▶ Work instructions
From the entries that follow, copy exactly the lines beginning at the line holding "For every instance of the bare" and continuing through the line holding "For every instance of the couch seat".

▶ Data under study
------

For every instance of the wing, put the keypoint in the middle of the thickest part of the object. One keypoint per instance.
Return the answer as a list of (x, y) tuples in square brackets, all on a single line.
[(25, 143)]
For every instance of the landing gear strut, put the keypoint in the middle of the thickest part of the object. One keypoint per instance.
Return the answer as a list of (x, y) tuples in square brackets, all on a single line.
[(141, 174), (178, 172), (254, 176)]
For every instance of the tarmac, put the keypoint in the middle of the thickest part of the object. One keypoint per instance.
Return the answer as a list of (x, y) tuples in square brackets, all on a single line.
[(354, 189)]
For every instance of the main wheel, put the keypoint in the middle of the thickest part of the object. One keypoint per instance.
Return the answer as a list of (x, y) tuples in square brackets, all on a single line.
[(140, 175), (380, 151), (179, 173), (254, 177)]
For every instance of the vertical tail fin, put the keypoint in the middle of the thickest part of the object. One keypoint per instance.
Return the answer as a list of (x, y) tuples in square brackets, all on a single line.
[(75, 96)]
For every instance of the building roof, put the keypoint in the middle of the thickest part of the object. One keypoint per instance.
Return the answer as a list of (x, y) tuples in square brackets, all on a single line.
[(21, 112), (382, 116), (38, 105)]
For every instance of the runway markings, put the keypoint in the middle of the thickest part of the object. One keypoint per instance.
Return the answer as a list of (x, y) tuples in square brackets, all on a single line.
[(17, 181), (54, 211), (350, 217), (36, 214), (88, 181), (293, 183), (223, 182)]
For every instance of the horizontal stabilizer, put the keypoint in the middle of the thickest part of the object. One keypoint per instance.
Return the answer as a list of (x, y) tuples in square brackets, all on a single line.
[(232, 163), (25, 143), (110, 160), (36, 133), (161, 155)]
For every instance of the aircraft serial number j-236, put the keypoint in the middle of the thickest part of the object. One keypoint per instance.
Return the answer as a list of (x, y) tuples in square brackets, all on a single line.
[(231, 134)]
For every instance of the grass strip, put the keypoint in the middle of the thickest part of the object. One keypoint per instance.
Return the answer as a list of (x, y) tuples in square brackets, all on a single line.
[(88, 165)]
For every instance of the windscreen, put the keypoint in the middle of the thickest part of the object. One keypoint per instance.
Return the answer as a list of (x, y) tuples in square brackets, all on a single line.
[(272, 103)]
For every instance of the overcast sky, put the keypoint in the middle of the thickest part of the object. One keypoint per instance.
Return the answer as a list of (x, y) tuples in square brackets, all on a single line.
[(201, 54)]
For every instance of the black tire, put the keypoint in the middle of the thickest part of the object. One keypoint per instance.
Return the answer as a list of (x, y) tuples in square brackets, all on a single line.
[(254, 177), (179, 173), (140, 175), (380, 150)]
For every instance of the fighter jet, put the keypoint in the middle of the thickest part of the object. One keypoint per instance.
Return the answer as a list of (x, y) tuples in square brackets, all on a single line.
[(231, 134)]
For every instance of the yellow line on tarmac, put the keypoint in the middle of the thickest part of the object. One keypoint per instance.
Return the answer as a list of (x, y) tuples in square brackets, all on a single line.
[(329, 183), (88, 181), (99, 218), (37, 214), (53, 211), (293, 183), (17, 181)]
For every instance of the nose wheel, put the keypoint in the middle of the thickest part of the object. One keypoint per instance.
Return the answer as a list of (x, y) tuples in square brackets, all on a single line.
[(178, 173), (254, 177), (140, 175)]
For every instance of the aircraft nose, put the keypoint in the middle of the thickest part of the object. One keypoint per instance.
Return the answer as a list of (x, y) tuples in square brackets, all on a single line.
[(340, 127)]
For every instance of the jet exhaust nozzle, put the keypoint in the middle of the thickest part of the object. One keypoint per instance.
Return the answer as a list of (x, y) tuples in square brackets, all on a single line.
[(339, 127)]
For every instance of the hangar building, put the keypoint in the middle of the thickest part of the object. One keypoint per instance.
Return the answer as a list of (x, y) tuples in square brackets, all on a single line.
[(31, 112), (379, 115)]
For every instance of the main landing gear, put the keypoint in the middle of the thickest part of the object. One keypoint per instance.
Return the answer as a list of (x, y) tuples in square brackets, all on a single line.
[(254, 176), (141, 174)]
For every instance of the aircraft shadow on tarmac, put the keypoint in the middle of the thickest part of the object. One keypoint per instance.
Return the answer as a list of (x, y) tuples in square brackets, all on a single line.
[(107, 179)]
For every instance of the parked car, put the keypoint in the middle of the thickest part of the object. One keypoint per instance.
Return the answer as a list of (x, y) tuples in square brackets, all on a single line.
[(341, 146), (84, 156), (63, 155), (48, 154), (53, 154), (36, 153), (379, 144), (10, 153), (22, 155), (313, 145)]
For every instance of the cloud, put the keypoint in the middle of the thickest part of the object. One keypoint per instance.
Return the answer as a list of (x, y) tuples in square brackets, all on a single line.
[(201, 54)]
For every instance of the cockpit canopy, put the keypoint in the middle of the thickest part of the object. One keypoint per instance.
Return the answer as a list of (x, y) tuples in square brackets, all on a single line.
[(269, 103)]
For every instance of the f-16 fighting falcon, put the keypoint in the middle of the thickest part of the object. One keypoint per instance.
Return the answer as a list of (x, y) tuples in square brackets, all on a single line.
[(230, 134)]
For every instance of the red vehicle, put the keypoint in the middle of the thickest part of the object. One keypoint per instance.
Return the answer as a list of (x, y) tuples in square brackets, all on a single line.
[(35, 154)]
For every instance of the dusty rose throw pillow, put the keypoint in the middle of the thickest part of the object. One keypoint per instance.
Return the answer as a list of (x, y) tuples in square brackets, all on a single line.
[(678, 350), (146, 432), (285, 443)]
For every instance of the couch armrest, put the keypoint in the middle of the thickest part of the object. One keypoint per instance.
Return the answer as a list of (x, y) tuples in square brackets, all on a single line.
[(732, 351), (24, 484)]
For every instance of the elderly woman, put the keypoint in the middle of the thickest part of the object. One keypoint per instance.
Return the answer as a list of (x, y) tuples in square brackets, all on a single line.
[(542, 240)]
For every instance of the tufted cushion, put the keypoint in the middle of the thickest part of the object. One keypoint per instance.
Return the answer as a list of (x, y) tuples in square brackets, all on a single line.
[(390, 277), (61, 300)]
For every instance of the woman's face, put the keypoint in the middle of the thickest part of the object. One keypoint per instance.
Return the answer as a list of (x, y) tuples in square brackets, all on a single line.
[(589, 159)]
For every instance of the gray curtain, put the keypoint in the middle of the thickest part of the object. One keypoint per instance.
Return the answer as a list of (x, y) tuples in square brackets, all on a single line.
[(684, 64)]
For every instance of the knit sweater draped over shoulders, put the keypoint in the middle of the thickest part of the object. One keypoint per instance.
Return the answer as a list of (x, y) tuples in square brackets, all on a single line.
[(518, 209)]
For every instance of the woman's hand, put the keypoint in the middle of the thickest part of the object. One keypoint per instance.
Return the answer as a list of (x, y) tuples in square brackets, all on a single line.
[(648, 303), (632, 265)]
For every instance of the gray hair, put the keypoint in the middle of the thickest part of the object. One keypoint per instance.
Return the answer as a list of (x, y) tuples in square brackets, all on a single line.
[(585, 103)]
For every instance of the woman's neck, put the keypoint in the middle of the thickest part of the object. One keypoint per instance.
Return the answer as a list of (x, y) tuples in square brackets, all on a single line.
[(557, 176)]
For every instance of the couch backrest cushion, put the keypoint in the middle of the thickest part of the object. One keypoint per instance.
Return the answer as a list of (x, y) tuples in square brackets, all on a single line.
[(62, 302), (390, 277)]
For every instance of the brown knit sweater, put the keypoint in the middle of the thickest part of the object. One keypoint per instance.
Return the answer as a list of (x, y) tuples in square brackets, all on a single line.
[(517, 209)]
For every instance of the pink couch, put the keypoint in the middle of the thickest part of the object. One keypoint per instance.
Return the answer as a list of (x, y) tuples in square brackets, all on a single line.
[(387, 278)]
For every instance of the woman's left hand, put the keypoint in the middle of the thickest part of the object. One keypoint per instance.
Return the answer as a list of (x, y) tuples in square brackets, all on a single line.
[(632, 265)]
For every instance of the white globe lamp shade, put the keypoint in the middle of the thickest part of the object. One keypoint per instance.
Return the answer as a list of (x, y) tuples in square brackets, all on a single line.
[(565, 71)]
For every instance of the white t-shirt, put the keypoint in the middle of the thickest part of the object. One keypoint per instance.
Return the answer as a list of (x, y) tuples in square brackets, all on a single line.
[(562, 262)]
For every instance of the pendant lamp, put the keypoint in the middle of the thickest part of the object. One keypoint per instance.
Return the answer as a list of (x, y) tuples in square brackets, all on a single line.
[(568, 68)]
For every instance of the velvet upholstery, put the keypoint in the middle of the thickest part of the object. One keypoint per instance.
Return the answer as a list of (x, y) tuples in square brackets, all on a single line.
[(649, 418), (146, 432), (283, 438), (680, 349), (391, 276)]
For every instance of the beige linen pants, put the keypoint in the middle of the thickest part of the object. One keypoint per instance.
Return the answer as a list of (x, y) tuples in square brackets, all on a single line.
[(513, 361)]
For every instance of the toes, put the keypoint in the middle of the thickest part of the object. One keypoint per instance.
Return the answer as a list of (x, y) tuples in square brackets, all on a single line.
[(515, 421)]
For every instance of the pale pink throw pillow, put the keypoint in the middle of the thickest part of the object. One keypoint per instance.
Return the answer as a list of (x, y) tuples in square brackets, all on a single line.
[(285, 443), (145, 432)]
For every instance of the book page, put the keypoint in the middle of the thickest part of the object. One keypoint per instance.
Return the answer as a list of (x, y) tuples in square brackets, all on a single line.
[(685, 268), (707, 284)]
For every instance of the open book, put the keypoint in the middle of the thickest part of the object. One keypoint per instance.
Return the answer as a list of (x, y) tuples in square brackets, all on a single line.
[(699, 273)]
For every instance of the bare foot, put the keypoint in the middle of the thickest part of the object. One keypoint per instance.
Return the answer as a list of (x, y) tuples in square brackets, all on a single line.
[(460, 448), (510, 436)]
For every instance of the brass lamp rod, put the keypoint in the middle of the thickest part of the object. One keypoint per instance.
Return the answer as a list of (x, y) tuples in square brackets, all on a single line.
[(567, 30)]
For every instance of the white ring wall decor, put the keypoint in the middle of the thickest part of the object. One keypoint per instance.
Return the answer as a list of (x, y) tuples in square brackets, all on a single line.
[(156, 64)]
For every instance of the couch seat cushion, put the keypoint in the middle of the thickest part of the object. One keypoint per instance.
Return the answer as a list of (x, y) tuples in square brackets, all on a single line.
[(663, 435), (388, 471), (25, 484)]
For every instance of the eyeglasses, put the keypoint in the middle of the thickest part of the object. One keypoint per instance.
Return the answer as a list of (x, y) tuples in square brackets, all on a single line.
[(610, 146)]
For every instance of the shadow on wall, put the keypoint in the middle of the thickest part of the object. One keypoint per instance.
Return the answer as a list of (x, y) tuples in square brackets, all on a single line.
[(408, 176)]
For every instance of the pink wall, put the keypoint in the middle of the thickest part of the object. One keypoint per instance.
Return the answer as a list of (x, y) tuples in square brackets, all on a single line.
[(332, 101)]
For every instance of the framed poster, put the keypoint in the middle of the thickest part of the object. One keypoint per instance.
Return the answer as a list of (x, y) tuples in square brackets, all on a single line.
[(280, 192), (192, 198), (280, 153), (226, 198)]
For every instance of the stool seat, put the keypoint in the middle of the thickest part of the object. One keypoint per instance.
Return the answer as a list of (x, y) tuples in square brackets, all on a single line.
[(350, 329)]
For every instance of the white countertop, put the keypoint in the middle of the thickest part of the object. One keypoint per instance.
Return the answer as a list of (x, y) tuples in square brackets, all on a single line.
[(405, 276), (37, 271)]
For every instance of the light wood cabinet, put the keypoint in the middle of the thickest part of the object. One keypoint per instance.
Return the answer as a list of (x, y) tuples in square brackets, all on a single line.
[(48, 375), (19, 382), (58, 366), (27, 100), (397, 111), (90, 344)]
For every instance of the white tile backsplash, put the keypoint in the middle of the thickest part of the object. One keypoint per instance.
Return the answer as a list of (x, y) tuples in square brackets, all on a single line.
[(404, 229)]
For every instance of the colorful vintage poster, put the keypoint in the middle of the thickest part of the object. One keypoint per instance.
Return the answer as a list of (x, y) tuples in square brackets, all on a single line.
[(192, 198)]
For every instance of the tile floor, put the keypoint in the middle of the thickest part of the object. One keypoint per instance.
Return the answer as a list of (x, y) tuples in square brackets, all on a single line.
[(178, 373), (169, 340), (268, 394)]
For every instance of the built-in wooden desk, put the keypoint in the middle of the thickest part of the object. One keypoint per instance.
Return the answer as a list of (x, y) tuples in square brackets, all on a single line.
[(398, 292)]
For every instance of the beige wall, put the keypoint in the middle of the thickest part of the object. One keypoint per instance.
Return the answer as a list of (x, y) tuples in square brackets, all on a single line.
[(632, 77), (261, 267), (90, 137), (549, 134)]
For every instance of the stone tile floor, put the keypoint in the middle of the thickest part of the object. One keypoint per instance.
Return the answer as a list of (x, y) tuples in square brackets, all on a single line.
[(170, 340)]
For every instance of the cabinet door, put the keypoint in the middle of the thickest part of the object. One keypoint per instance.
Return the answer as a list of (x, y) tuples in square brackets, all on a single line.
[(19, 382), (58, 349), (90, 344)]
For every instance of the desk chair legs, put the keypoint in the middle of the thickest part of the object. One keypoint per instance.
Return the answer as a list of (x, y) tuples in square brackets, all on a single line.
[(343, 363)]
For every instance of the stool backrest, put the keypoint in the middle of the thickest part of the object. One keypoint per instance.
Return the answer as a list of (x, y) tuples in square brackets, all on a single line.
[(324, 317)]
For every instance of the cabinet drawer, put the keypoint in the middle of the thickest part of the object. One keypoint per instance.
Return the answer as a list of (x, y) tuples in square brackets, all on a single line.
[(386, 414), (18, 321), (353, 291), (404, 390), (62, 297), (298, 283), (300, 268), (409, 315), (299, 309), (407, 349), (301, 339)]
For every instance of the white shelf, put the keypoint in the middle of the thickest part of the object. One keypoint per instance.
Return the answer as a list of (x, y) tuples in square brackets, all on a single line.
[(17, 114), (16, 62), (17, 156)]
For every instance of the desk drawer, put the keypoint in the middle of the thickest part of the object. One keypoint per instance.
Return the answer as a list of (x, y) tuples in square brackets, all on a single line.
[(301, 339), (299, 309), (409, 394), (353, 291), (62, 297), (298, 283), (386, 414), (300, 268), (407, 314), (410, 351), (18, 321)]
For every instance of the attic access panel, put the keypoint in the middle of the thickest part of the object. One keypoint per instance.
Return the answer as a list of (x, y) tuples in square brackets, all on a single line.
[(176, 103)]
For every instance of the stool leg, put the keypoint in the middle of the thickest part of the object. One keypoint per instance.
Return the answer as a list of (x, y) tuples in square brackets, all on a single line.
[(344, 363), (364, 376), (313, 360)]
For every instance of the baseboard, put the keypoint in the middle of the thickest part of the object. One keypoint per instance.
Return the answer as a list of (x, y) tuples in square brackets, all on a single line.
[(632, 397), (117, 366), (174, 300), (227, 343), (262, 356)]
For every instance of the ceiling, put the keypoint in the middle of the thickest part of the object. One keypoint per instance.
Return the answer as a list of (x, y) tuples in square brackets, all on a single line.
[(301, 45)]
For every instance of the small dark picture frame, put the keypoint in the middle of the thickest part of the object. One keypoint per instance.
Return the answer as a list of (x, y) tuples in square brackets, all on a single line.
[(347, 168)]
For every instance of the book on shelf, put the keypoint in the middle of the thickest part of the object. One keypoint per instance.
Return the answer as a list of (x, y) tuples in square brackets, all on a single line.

------

▶ Response below
For every instance of the bare foot, put the keypoint in the middle of the thickest part of the object. One keypoint per instance.
Return the answer as a list of (x, y) tuples in square brackets, all on a single line.
[(460, 448), (510, 436)]
For every instance of the brass lamp rod, put the keypoint in the middle of the thickest part of the object. One keypoint per instance.
Return the answer as a list of (x, y) tuples in square brackets, all on a single line.
[(567, 30)]
For every instance of the white ring wall decor, put the keypoint in the middle of the thickest part of the object. One keypoint per instance.
Return the answer as a list of (x, y) tuples in square brackets, all on a single line.
[(156, 64)]
For every instance of the couch seat cushion, put the keypoint in the middle of the thickest part of the object. One keypoint per instance.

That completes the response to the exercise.